"""

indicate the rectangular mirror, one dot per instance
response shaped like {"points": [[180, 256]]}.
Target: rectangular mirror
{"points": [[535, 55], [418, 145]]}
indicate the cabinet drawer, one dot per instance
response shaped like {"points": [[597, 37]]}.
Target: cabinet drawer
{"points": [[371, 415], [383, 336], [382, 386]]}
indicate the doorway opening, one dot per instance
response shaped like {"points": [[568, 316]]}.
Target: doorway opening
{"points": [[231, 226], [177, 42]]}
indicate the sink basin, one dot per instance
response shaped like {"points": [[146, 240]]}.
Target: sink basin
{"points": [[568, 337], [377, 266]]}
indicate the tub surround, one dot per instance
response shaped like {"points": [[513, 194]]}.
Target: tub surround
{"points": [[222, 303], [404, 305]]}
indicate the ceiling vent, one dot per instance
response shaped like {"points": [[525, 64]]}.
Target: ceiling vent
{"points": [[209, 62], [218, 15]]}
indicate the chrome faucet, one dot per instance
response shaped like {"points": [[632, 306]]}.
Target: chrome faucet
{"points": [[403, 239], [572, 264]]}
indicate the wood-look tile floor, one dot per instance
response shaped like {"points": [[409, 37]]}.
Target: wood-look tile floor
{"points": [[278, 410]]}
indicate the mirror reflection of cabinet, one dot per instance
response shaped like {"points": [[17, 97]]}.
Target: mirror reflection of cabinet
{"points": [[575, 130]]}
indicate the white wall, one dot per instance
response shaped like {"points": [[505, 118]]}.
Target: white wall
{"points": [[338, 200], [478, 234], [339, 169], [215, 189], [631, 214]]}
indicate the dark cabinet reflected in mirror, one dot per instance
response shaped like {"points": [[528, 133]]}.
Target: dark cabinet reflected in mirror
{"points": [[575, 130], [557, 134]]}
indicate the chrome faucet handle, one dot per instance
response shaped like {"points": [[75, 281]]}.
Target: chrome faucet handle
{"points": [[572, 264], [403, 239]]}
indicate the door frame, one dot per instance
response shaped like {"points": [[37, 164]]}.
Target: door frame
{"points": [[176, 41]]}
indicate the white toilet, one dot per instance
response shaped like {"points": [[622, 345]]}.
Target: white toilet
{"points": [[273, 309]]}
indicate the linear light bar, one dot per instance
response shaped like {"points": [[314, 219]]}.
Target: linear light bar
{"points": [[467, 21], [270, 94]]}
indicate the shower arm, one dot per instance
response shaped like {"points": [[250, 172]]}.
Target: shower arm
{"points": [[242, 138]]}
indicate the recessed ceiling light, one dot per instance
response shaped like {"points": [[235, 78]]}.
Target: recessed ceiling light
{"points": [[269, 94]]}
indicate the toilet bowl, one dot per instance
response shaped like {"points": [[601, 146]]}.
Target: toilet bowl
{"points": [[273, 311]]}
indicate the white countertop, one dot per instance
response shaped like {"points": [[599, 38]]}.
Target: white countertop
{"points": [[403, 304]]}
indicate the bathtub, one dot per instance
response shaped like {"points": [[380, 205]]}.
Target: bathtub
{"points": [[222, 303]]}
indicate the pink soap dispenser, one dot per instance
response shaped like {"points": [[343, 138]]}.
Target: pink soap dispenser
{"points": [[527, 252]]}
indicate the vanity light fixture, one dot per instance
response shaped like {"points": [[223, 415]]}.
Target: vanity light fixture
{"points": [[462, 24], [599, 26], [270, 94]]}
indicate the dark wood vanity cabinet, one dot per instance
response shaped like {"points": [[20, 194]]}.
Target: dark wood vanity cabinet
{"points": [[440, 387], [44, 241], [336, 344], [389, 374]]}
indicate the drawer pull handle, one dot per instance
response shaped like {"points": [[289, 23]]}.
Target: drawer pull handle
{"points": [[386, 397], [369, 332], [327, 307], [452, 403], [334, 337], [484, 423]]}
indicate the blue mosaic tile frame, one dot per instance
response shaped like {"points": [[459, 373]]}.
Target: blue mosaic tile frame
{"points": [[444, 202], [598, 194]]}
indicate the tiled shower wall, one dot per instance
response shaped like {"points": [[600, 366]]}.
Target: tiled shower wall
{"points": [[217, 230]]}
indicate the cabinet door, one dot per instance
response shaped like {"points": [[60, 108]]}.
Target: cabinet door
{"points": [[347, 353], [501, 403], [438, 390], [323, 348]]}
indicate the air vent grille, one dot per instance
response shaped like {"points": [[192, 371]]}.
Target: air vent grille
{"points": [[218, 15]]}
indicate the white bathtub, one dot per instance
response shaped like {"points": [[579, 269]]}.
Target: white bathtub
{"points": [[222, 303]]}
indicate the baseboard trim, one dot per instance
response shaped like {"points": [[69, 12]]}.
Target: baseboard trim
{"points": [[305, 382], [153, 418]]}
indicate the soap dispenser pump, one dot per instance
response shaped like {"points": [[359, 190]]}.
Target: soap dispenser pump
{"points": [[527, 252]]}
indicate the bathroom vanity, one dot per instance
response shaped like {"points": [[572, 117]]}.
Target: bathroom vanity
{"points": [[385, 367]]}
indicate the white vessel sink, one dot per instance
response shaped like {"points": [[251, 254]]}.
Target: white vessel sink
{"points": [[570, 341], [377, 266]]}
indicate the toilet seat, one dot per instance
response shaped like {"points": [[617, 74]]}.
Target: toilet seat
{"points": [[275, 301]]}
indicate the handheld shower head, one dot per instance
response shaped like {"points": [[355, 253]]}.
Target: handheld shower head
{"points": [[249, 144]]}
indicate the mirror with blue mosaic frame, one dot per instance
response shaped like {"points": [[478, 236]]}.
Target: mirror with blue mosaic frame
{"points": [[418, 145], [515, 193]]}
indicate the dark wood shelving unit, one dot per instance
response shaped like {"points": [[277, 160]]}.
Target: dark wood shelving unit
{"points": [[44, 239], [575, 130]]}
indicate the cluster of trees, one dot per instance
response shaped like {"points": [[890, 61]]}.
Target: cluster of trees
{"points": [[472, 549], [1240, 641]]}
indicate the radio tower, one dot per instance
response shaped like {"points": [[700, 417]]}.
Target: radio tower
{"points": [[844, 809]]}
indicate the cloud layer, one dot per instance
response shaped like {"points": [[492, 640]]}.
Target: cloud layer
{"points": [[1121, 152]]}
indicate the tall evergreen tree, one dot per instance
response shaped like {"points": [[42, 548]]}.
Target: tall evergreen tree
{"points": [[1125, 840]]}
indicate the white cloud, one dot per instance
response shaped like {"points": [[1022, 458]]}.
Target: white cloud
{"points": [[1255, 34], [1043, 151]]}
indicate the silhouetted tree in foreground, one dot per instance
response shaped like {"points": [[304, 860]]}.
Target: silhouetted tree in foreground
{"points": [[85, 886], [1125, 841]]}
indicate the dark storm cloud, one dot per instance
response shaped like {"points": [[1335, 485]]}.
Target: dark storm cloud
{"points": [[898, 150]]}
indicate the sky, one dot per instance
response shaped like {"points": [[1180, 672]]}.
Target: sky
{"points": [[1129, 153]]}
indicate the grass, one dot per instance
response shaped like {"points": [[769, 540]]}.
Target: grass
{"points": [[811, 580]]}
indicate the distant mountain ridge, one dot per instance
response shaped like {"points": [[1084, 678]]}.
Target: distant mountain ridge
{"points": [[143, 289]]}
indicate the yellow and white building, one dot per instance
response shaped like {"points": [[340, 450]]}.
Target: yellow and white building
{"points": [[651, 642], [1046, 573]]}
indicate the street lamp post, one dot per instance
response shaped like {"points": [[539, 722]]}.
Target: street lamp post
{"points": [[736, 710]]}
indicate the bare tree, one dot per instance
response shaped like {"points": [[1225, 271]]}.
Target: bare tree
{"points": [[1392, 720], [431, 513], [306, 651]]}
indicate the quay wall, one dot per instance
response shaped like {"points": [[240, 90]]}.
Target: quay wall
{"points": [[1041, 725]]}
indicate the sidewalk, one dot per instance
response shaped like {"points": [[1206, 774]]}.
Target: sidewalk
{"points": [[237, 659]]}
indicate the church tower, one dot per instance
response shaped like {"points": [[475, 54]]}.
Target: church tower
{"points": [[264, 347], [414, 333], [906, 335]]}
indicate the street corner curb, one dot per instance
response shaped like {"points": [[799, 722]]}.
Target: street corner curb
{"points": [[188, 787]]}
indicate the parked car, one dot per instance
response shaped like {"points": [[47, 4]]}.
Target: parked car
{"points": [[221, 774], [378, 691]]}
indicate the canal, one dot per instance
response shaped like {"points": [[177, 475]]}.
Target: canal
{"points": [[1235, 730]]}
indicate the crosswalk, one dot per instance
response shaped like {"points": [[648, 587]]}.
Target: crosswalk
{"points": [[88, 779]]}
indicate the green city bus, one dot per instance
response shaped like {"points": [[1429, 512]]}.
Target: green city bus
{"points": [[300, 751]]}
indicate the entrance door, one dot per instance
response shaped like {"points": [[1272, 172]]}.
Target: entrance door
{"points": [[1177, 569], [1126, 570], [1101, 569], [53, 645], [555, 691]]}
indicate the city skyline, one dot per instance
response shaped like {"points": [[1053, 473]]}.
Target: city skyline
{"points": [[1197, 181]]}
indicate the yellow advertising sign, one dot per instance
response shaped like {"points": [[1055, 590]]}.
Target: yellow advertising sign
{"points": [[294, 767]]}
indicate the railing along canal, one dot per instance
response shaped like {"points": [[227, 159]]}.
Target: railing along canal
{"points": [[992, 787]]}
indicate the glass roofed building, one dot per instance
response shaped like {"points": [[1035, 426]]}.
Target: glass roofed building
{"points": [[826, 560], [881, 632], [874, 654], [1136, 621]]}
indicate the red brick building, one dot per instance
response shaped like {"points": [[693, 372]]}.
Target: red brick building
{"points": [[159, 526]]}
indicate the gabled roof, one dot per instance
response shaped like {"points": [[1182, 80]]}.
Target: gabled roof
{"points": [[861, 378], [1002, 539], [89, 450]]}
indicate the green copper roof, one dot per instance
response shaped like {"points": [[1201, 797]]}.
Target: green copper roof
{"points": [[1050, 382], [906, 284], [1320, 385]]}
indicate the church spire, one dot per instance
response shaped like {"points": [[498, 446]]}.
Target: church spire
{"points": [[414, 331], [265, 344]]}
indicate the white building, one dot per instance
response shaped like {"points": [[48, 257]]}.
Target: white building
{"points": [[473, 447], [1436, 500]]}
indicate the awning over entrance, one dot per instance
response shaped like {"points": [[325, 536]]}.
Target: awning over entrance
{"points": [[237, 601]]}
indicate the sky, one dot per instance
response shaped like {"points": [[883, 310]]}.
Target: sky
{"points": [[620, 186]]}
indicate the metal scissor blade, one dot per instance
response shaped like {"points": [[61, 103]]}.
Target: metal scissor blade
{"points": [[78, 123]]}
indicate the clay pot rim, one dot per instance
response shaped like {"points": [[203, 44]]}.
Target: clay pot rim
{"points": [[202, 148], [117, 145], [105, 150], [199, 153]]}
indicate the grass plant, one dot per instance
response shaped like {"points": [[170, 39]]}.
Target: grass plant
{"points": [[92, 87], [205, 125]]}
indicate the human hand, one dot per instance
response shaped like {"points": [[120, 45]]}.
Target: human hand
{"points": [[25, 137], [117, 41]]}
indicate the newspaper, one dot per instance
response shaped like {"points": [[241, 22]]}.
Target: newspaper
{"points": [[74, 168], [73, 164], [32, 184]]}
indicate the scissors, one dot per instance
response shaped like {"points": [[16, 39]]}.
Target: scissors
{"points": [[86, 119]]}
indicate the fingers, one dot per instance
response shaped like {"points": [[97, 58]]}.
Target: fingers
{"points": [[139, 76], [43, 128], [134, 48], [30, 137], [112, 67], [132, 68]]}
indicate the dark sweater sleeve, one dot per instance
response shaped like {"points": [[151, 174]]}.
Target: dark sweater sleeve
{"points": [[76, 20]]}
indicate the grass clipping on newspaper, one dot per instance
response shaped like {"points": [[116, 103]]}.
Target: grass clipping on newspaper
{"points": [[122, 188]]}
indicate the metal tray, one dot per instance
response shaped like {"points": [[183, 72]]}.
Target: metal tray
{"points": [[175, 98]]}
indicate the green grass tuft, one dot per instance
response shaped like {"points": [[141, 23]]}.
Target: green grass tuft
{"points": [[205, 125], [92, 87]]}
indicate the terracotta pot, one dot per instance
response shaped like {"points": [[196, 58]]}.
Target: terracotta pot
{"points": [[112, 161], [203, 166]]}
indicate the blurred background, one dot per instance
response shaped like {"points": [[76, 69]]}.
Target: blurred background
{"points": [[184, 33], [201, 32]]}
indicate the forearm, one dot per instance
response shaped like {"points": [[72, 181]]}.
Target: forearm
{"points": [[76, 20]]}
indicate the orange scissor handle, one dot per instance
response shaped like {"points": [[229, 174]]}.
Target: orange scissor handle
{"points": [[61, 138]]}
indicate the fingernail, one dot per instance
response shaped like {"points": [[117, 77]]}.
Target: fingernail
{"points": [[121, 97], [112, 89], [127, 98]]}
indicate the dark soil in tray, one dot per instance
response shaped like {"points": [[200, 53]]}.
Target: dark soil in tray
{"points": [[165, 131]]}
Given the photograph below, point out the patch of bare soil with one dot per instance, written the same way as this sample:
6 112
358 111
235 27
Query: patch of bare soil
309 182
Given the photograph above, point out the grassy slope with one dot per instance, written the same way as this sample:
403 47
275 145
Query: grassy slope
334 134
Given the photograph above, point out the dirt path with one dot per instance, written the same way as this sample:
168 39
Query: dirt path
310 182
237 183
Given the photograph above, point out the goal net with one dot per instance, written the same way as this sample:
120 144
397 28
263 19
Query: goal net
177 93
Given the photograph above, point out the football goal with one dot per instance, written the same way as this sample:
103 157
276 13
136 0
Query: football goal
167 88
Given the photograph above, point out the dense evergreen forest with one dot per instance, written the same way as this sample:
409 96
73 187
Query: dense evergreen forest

"""

• **ASSIGNED TASK**
Your task is to copy every line of the entries that contains the string "dense".

• **RESPONSE AREA**
Given the photograph above, point out the dense evergreen forest with one dot per instance, written the same way as this sample:
Query: dense evergreen forest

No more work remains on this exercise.